What to work on
Copy every item below verbatim, reproducing each line unchanged.

Recorded data
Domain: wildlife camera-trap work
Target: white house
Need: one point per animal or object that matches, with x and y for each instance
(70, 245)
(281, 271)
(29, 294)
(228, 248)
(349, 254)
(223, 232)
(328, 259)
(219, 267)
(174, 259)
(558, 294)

Output below
Domain: wildlife camera-trap work
Target: white house
Need: one point per animal or object that matches, with x and y for each instance
(70, 245)
(281, 271)
(29, 294)
(228, 248)
(349, 254)
(223, 232)
(328, 259)
(219, 267)
(174, 259)
(558, 294)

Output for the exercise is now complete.